> DIRECTIONS:
- A) Say whether each statement agrees with the mycosis fungoides summary: (i) the database searches ran up to January 2011; (ii) at least 80% of participants in the included trials had to have mycosis fungoides; (iii) survival rates were a primary outcome. Answer yes or no for each, and quote the deciding words of the summary.
- B) Print everything in the mycosis fungoides summary from "Evidence-based Medicine Frankfurt, Institute" down to "stages of the disease.", word for word.

> EXCERPTED TEXT:
◇ ◇ ◇

Interventions for mycosis fungoides

Evidence-based Medicine Frankfurt, Institute for General Practice, Goethe University, Frankfurt, Germany. .
Cochrane database of systematic reviews (Online) (Impact Factor: 6.03). 09/2012; 9(9):CD008946. DOI: 10.1002/14651858.CD008946.pub2
Source: PubMed


Mycosis fungoides is the most common type of cutaneous T-cell lymphoma, a malignant, chronic disease initially affecting the skin. Several therapies are available, which may induce clinical remission for a time.
To assess the effects of interventions for mycosis fungoides in all stages of the disease.
We searched the following databases up to January 2011: the Cochrane Skin Group Specialised Register, CENTRAL in The Cochrane Library, MEDLINE (from 2005), EMBASE (from 2010), and LILACS (from 1982). We also checked reference lists of included studies for further references to relevant RCTs. We searched online trials registries for further references to unpublished trials and undertook a separate search for adverse effects of interventions for mycosis fungoides in non-RCTs in MEDLINE in May 2011.
Randomised controlled trials (RCTs) of interventions for mycosis fungoides in people with any stage of the disease. At least 90% of participants in the trials must have been diagnosed with mycosis fungoides (Alibert-Bazin-type).
Two authors independently assessed eligibility and methodological quality for each study and carried out data extraction. We resolved any disagreement by discussion. Primary outcomes were the impact on quality of life and the safety of interventions. When available, we reported on our secondary outcomes, which were the improvement or clearance of skin lesions, disease-free intervals, survival rates, relapse rates, and rare adverse effects. When possible, we combined homogeneous studies for meta-analysis. We used The Cochrane Collaboration's 'Risk of bias' tool to assess the internal validity of all included studies in six different domains.

◇ ◇ ◇

> RECORDS SUPPLIED:
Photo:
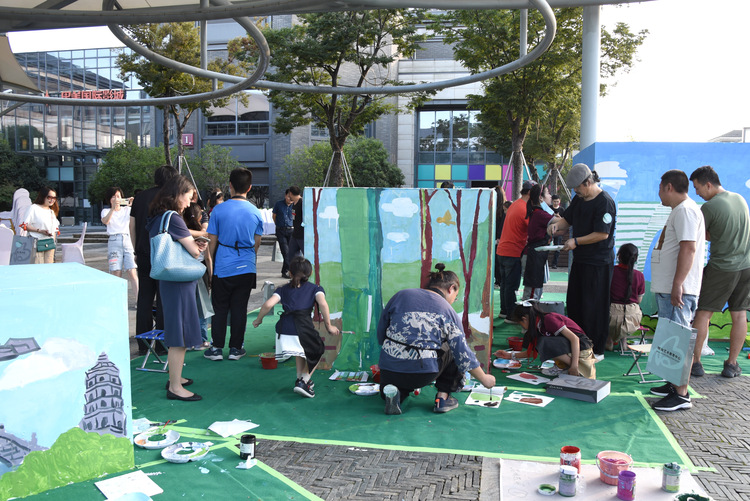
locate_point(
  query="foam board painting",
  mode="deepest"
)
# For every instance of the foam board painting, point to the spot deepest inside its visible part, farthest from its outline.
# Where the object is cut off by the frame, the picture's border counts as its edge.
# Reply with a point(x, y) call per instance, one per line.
point(64, 377)
point(366, 244)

◇ ◇ ◇

> YOUR RESPONSES:
- A)
(i) Yes: "We searched the following databases up to January 2011"
(ii) No: "At least 90% of participants in the trials must have been diagnosed with mycosis fungoides (Alibert-Bazin-type)."
(iii) No: "Primary outcomes were the impact on quality of life and the safety of interventions."

- B)
Evidence-based Medicine Frankfurt, Institute for General Practice, Goethe University, Frankfurt, Germany. .
Cochrane database of systematic reviews (Online) (Impact Factor: 6.03). 09/2012; 9(9):CD008946. DOI: 10.1002/14651858.CD008946.pub2
Source: PubMed


Mycosis fungoides is the most common type of cutaneous T-cell lymphoma, a malignant, chronic disease initially affecting the skin. Several therapies are available, which may induce clinical remission for a time.
To assess the effects of interventions for mycosis fungoides in all stages of the disease.